Begin Provided text

Skip to main content

ANTI-SEMITISM ON THE RISE IN AMERICA , printed in Lebanon Daily Record 03/11/15

Here is my column as it appeared in today"s LDR:
In his eulogy for Missouri State Auditor Thomas Schweich on March 3, Senator John Danforth looked out over the large crowd attending the funeral service, which included many politicians, and stated bluntly, “Politics as it now exists must end. We are fed up.”
Earlier in the eulogy, Danforth, who had been Schweich’s mentor, blamed the auditors’ death on ”a low point in politics that have gone so hideously wrong”.
He was referring to the rumors and innuendos that had been swirling around the halls of the State Capitol Building in Jefferson City for weeks that Schweich was a Jew and therefore could not win a gubernatorial election. Schweich had become very disturbed about what he called a “whispering campaign” to that effect, including an anonymous third-party TV commercial that mocked the Auditor, who had recently announced his candidacy for the office of Governor of Missouri.
Schweich died of an apparently self-inflicted gunshot wound on February 26.
In a report on KMBC.com, Danforth was quoted as saying that Schwiech, who attended an Episcopal church and was not a Jew, felt “righteous indignation against what he saw as a terrible wrong”. His grandfather was Jewish and he was very proud of his Jewish heritage.
On April 13, 2014, white supremacist Frazier Glenn Miller fatally shot three people at two different locations in Overland Park, Kansas, the Jewish Community Center of Greater Kansas City and Village Shalom, a Jewish retirement community.
Last week on March 5, 2015, District Court Judge Kelly Ryan of Kansas ruled that there was sufficient evidence for Miller to stand trial for the three murders. Miller told the Kansas City Star from his jail cell in November that he drove from his home in Aurora, Missouri to Overland Park, Kansas with “one thing on his mind, to kill some Jews.” None of the three victims of his shooting spree were Jewish.
The Kansas murders and the tragedy of the Missouri Auditor’s death, although being very different in nature and circumstances, have only served to highlight what appears to be a revival of anti-Semitism in America.
According to an article in the Huffington Post written by John A. Tures, Professor of Political Science at LaGrange College, Gallup pollsters have been asking voters on a regular basis how they felt about a variety of candidates based on their education, race, religion, and so on.
In 1937 only 46% said they would vote for a Jewish candidate. By 1958 it was 63%, and in 1978 82% of respondents said they would vote for a well qualified candidate nominated by their party. In 2012, that number was up to 91% of those who participated in the Gallup poll.
But do these numbers translate into the reality of actual attitudes held by Americans today? Is anti-Semitic behavior becoming more widespread?
If we look at many college campuses, the answer appears to be in the positive. In South Africa a student group last month called on all Jews to leave the Durban University of Technology. Could this happen here in the U.S.? A survey released just this week shows that significant hostility has been directed to Jewish students on U.S. campuses, too.
The National Demographic Survey of American Jewish College students found that 54% of Jewish students experienced incidents of anti-Semitism on campus in the first six months of the 2013-2014 academic year. And this survey was taken before the hostilities between Israel and Gaza last summer. There has been much more anti-Israel sentiment even since that time.

End Provided text
Begin Data

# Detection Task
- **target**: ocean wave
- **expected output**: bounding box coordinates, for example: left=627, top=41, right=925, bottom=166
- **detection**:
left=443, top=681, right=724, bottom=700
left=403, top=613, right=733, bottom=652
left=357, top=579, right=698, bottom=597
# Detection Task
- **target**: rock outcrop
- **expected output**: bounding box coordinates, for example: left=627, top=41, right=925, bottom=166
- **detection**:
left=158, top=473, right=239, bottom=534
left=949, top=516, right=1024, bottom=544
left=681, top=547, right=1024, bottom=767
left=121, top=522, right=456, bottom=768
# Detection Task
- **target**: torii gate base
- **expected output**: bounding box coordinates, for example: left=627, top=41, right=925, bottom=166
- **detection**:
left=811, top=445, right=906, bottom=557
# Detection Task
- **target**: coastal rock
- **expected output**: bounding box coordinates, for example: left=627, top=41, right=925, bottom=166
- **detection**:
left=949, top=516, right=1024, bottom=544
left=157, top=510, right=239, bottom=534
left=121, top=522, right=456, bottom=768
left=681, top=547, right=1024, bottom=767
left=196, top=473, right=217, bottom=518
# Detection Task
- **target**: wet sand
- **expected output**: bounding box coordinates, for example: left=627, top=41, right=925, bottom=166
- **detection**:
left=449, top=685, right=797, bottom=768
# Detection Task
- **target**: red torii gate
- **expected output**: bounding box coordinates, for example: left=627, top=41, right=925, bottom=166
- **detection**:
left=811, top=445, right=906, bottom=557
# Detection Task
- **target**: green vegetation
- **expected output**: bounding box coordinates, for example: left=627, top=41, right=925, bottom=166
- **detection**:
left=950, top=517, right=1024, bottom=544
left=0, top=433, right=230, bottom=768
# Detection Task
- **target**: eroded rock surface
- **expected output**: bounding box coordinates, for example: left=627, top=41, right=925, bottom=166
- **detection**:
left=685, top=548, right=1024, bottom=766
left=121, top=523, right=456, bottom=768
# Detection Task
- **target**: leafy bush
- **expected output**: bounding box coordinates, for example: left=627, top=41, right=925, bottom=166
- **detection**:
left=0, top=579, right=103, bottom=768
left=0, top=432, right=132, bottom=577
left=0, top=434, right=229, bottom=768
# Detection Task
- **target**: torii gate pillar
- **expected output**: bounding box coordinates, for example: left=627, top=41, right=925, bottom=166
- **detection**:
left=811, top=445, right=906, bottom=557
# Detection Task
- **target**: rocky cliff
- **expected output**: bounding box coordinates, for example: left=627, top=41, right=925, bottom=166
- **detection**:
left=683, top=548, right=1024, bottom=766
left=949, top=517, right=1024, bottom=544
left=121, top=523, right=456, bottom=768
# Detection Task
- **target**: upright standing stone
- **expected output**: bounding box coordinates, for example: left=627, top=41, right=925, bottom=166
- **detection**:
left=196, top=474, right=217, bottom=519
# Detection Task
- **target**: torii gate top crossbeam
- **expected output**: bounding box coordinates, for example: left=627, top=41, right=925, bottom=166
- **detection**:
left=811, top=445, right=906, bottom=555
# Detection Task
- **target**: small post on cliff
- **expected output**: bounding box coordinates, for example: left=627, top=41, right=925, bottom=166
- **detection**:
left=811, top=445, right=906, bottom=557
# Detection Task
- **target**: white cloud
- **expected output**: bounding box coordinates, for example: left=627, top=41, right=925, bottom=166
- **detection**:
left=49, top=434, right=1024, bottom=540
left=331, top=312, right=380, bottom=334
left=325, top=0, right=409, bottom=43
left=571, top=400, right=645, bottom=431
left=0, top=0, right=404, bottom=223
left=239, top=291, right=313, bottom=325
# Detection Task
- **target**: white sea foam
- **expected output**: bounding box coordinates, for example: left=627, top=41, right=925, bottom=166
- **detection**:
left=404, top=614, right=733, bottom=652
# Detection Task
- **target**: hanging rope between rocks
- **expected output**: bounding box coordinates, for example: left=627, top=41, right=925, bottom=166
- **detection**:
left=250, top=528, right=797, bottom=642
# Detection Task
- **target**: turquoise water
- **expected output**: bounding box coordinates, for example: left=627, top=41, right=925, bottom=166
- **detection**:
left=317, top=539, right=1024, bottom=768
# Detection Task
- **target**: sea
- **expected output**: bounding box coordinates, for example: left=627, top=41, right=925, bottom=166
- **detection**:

End Data

- _Stated goal_
Using the column on anti-Semitism, list every year it gives for the Gallup poll results, each with its percentage of respondents willing to vote for a Jewish candidate.

- _Full solution_
- 1937: 46%
- 1958: 63%
- 1978: 82%
- 2012: 91%